WHAT THE TASK REQUIRES
Please state how many lines of the listing below contain the string "that", matching case exactly. Give only the number.

START DATA FOR PROCESSING

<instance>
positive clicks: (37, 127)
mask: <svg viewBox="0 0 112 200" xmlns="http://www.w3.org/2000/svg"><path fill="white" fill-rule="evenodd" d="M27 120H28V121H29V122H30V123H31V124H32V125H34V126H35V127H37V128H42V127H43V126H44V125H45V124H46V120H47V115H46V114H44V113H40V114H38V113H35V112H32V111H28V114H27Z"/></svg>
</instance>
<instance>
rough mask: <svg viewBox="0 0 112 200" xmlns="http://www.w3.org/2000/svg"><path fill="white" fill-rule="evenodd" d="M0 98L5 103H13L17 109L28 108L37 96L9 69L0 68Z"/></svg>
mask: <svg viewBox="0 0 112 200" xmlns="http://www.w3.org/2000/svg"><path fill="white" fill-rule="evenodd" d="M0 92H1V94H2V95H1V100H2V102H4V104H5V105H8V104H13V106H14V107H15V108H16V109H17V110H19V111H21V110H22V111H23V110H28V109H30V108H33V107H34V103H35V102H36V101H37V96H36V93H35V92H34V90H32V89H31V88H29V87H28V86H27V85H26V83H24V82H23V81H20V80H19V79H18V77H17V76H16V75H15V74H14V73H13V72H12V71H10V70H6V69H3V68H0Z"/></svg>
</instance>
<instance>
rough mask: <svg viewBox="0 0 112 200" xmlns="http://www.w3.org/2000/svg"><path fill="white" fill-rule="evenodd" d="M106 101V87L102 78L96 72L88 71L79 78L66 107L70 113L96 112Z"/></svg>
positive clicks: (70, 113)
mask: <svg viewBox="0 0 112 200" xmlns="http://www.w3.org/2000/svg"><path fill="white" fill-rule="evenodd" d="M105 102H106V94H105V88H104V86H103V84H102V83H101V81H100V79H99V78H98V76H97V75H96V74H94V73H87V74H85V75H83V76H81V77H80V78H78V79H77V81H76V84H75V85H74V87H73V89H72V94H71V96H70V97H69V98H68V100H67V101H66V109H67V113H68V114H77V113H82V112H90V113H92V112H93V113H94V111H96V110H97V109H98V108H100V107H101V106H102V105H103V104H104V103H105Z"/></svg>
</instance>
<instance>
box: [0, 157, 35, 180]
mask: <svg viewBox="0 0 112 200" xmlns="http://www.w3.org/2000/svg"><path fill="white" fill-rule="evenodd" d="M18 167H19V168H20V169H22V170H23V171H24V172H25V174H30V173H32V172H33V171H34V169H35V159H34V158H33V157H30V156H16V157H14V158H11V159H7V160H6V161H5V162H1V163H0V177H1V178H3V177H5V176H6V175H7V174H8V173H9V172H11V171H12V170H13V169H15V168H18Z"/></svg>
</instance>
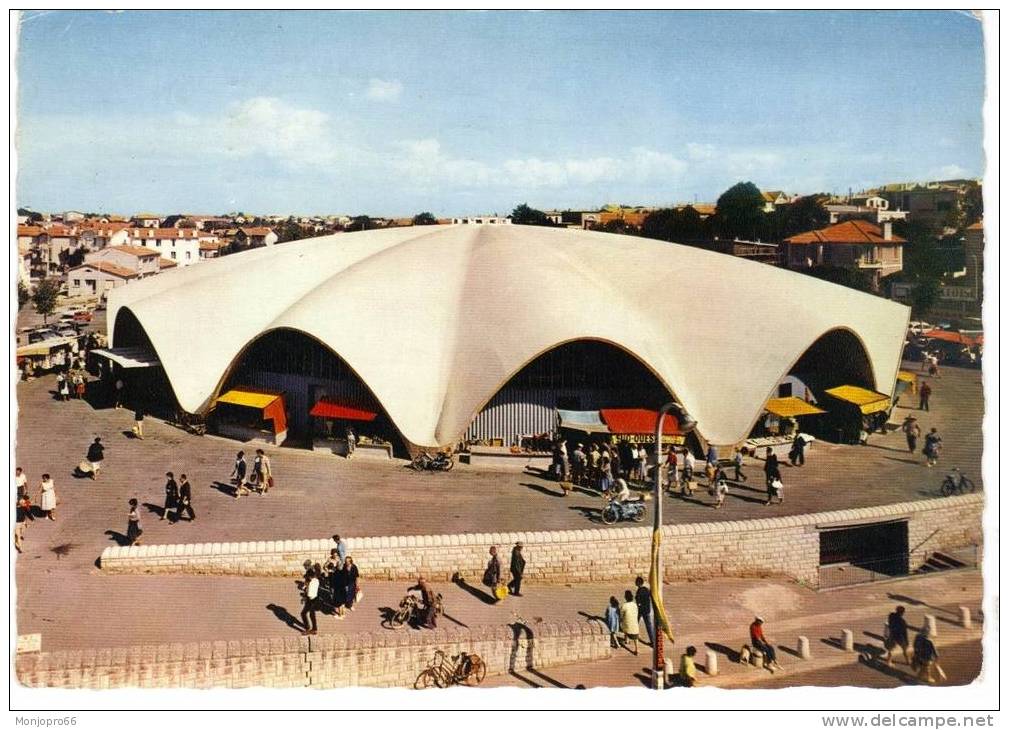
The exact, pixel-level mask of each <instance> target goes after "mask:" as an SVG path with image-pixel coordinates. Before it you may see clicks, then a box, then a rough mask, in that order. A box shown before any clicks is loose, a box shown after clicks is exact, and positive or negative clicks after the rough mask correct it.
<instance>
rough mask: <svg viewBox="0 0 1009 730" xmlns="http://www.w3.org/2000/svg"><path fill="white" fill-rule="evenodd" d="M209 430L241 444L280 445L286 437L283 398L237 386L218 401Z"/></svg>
mask: <svg viewBox="0 0 1009 730" xmlns="http://www.w3.org/2000/svg"><path fill="white" fill-rule="evenodd" d="M212 428H213V430H214V431H215V432H216V433H219V434H220V435H222V436H228V437H231V438H237V439H239V440H242V441H260V442H263V443H268V444H273V445H276V446H278V445H281V444H282V443H284V441H285V439H286V438H287V437H288V415H287V409H286V406H285V402H284V394H283V393H279V392H275V391H265V390H262V389H258V388H251V387H246V386H239V387H237V388H233V389H232V390H230V391H228V392H227V393H225V394H224V395H223V396H221V397H220V398H218V399H217V401H216V403H215V408H214V415H213V421H212Z"/></svg>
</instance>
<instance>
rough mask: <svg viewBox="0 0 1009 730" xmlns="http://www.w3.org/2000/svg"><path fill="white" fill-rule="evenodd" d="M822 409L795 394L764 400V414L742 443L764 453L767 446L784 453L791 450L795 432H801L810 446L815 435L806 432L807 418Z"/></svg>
mask: <svg viewBox="0 0 1009 730" xmlns="http://www.w3.org/2000/svg"><path fill="white" fill-rule="evenodd" d="M825 412H826V411H824V410H823V409H821V408H817V407H816V406H814V405H812V404H811V403H807V402H806V401H804V400H802V399H801V398H796V397H794V396H789V397H787V398H772V399H771V400H769V401H768V402H767V403H765V404H764V415H763V417H762V418H761V419H760V420H759V421H758V422H757V425H756V426H755V427H754V429H753V431H752V432H751V434H750V438H748V439H747V441H746V443H745V444H744V445H745V446H746V447H747V448H748V449H749V450H751V451H753V452H756V453H760V454H764V453H765V452H766V451H767V448H768V447H769V446H770V447H771V449H772V450H773V451H774V452H775V453H777V454H778V456H779V457H783V456H785V455H786V454H787V453H788V451H789V450H791V447H792V442H793V441H794V440H795V437H796V435H798V434H800V433H801V434H802V438H803V439H804V440H805V441H806V443H807V445H810V446H811V445H812V443H813V441H815V440H816V439H815V437H814V436H812V435H811V434H809V433H807V432H806V431H809V430H812V429H810V427H809V425H810V424H809V423H807V422H806V419H807V418H809V417H812V416H819V415H822V414H823V413H825Z"/></svg>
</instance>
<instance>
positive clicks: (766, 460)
mask: <svg viewBox="0 0 1009 730" xmlns="http://www.w3.org/2000/svg"><path fill="white" fill-rule="evenodd" d="M764 477H765V478H766V479H767V485H768V489H769V490H770V488H771V482H773V481H774V480H776V479H781V467H780V466H779V465H778V454H776V453H775V452H774V449H773V448H771V447H770V446H768V447H767V450H766V451H765V452H764Z"/></svg>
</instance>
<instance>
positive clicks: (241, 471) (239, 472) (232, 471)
mask: <svg viewBox="0 0 1009 730" xmlns="http://www.w3.org/2000/svg"><path fill="white" fill-rule="evenodd" d="M247 470H248V464H247V463H246V462H245V452H244V451H239V452H238V453H237V454H236V455H235V465H234V466H233V467H232V470H231V484H233V485H234V486H235V499H236V500H237V499H239V498H241V497H242V496H243V495H247V494H248V493H249V489H248V486H247V485H246V482H245V473H246V471H247Z"/></svg>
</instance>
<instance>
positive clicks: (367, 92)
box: [365, 79, 403, 101]
mask: <svg viewBox="0 0 1009 730" xmlns="http://www.w3.org/2000/svg"><path fill="white" fill-rule="evenodd" d="M401 94H403V84H401V83H400V82H399V81H396V80H395V79H394V80H391V81H383V80H382V79H371V80H370V81H369V82H368V90H367V92H366V93H365V96H366V97H367V98H368V99H370V100H371V101H399V99H400V95H401Z"/></svg>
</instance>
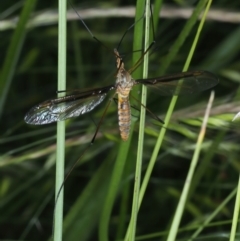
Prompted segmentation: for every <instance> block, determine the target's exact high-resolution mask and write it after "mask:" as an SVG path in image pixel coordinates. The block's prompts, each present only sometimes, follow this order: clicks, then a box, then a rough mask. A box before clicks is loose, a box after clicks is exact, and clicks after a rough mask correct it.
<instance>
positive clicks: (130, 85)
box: [116, 69, 134, 97]
mask: <svg viewBox="0 0 240 241" xmlns="http://www.w3.org/2000/svg"><path fill="white" fill-rule="evenodd" d="M133 85H134V79H132V76H131V75H130V74H129V73H128V72H127V71H126V70H125V69H121V70H119V71H118V74H117V79H116V88H117V93H118V94H120V95H122V97H127V96H128V95H129V92H130V91H131V89H132V87H133Z"/></svg>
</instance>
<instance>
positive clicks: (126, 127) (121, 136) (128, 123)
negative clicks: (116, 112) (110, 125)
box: [118, 97, 131, 141]
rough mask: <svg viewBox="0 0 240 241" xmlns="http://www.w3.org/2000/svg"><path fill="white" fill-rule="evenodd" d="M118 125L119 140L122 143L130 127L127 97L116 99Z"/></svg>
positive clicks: (128, 106) (126, 136) (127, 134)
mask: <svg viewBox="0 0 240 241" xmlns="http://www.w3.org/2000/svg"><path fill="white" fill-rule="evenodd" d="M118 123H119V130H120V135H121V138H122V140H123V141H127V140H128V137H129V132H130V126H131V109H130V103H129V99H128V97H127V98H122V97H119V99H118Z"/></svg>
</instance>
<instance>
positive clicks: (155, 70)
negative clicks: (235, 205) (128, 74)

END DATA FOR PROCESSING

WRITTEN SOLUTION
1